▸ Text extract:
+++++

The Nesta Steel Drum Band performs at 1:15 p.m. Aug. 23. (Courtesy photo)

Sponsored by the UCSB Office of Summer Sessions, the festival will feature performances by the Los Angeles-based music piano duo HOCKET; multi-percussionist and vocalist Miguelito León; UC Santa Barbara Composition alumnus and pianist Marc Evanstein; the Nesta Steel Drum Band; university carillonist Wesley Arai; and Gamelan Sinar Surya, under the direction of UCSB faculty member Richard North.

The festival will also feature a children’s concert led by Miguelito León and a demonstration of a variety of Medieval and Renaissance instruments by UCSB graduate composition student Matthew Owensby. All events will be presented free of charge via the UCSB epartment of Music’s YouTube channel.

Founded in 2016 by UCSB Composition alumnus Federico Llach (’17), the UCSB Summer Music Festival continues to thrive as a student-curated and managed event. This year’s event has been coordinated by UCSB graduate composition student Raphael Radna, who is serving as artistic director.

“I am consistently impressed by the variety and quality of music at UCSB and in the Santa Barbara region,” said Radna. “Throughout its short history, the UCSB Summer Music Festival has been foremost a celebration of local artists, and an opportunity for our community to come together to appreciate live music in many forms.

+++++

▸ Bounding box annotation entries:
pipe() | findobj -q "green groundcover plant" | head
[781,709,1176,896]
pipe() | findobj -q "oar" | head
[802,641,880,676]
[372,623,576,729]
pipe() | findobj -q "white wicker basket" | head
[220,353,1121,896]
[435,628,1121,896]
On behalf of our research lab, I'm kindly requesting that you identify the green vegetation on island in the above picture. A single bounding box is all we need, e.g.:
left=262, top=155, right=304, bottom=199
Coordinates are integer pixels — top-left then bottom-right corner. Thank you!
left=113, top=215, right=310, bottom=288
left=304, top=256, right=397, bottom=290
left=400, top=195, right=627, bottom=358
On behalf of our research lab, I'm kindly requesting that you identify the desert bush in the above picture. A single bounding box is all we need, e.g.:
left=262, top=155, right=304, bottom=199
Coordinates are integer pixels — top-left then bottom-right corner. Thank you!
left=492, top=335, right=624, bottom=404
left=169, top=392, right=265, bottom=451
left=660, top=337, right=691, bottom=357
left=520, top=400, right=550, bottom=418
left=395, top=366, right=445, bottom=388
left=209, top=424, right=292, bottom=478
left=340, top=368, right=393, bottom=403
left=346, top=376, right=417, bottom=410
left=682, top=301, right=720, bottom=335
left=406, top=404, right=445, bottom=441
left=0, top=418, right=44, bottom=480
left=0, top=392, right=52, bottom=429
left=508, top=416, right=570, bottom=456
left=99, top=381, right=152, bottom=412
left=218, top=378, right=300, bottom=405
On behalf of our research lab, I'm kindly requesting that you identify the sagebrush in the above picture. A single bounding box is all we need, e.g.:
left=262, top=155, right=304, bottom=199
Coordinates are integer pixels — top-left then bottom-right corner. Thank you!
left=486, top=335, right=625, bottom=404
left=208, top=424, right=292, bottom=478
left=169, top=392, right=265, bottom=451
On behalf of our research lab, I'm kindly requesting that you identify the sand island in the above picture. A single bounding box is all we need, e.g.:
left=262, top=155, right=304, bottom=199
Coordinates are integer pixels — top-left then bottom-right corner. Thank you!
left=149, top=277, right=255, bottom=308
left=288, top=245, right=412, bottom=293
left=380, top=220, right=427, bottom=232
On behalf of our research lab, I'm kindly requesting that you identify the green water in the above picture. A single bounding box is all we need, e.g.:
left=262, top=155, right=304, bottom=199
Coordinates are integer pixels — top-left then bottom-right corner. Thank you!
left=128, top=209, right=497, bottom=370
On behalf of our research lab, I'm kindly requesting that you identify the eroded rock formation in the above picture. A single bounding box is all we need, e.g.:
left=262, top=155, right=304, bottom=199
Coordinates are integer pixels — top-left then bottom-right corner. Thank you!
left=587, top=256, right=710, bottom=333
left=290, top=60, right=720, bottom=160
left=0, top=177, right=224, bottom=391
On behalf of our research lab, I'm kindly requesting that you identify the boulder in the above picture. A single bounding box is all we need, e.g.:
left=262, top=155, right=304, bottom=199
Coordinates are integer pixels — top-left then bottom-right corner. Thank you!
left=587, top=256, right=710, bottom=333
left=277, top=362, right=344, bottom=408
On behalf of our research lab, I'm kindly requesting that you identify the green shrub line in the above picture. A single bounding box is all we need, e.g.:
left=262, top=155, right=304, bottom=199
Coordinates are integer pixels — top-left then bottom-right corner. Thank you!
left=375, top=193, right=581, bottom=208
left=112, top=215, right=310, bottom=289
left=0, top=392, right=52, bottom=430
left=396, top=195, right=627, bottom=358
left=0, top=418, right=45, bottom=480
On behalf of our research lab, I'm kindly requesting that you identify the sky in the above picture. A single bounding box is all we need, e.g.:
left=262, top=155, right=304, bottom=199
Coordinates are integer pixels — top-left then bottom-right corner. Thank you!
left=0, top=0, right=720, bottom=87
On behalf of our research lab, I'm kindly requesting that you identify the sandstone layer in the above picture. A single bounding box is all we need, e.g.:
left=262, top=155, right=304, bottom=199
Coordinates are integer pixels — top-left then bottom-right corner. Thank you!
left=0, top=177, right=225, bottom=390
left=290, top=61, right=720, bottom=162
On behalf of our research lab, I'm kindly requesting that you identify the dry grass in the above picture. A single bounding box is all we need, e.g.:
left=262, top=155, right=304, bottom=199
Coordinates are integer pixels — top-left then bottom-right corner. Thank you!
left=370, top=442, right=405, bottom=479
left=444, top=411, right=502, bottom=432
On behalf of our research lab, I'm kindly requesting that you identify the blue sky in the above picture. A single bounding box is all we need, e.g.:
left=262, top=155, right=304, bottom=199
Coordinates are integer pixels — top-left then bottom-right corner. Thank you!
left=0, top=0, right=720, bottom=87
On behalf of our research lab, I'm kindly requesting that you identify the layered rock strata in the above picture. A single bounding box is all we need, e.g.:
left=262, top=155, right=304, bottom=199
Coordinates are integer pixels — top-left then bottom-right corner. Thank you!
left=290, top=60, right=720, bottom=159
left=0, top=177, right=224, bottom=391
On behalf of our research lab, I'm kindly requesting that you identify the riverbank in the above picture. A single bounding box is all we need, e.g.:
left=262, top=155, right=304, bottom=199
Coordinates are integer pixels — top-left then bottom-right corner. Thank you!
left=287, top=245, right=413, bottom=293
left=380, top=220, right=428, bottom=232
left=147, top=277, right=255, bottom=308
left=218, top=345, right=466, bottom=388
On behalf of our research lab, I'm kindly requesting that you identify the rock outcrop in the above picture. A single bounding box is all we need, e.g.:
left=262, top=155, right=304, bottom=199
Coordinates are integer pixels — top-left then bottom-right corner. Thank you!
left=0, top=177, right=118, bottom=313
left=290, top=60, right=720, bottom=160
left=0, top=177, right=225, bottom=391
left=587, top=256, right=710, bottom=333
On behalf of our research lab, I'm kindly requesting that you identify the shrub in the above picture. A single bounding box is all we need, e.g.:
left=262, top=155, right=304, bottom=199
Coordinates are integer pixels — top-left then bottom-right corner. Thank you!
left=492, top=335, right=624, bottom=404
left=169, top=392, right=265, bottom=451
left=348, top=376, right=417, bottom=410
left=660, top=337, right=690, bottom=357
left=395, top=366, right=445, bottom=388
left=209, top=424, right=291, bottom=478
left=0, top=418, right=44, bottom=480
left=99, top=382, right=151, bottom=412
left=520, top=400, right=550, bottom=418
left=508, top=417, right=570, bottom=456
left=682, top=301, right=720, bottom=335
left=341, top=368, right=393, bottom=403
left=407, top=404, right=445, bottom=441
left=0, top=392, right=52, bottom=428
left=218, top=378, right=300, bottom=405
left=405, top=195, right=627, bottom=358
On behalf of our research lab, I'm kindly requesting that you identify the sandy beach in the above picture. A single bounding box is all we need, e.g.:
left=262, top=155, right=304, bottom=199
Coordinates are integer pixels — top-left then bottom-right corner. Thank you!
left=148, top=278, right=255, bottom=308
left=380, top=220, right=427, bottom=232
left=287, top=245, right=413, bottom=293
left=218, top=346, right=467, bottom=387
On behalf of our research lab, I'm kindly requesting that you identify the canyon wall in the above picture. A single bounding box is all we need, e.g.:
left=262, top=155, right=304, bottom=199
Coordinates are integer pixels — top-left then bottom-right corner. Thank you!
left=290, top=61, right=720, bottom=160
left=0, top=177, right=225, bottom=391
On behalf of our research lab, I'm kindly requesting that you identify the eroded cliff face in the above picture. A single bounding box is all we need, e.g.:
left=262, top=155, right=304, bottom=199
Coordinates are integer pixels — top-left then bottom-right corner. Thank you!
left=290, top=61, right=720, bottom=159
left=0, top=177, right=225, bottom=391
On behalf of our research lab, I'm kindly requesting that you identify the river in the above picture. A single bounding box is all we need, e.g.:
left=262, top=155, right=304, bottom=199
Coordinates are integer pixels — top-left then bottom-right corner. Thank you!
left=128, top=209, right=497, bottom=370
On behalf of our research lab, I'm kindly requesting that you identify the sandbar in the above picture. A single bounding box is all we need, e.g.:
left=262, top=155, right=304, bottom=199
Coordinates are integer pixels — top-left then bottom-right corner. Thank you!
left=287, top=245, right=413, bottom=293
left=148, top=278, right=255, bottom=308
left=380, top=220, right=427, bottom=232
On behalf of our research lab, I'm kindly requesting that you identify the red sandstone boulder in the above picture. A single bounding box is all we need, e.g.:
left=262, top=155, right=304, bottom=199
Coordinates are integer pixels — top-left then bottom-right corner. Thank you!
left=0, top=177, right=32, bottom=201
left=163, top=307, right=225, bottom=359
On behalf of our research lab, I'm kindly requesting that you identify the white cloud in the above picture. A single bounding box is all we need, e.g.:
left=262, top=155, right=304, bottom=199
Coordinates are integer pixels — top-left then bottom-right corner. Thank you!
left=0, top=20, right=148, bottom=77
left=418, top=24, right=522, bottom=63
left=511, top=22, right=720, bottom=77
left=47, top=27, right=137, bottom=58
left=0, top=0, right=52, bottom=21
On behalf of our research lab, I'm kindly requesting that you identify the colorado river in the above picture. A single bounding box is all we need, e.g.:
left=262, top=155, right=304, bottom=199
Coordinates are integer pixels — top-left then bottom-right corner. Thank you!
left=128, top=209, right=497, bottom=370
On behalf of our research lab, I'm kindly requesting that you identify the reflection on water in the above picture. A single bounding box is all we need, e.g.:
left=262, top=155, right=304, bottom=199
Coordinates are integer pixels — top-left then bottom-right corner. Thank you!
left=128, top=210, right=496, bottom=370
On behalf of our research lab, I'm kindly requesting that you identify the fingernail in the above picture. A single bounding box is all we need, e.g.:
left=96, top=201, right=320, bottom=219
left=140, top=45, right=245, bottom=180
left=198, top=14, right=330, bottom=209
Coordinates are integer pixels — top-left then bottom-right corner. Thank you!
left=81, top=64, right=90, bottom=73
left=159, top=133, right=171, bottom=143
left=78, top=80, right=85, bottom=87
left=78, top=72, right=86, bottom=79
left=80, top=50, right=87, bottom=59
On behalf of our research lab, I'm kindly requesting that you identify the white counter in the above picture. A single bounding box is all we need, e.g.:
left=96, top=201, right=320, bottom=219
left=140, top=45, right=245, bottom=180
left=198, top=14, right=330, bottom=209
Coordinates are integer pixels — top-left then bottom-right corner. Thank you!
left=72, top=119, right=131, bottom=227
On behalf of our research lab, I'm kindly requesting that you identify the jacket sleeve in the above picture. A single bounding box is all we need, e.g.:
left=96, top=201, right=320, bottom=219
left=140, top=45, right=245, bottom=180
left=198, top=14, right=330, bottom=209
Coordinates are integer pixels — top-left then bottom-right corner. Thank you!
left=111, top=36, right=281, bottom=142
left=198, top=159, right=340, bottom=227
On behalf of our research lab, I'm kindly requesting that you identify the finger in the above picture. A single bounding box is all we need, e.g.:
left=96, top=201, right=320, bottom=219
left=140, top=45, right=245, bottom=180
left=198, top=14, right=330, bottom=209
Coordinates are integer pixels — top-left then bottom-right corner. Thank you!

+++++

▸ Problem 1: Quote the festival article word for word, beginning at the words "The festival will also" and ending after "Music’s YouTube channel.".
▸ Problem 2: The festival article has a sentence that begins "Sponsored by the UCSB Office of Summer Sessions." List every performer or group that this sentence names.
Rely only on the festival article for your answers.

▸ Task response 1:
The festival will also feature a children’s concert led by Miguelito León and a demonstration of a variety of Medieval and Renaissance instruments by UCSB graduate composition student Matthew Owensby. All events will be presented free of charge via the UCSB epartment of Music’s YouTube channel.

▸ Task response 2:
- HOCKET
- Miguelito León
- Marc Evanstein
- the Nesta Steel Drum Band
- Wesley Arai
- Gamelan Sinar Surya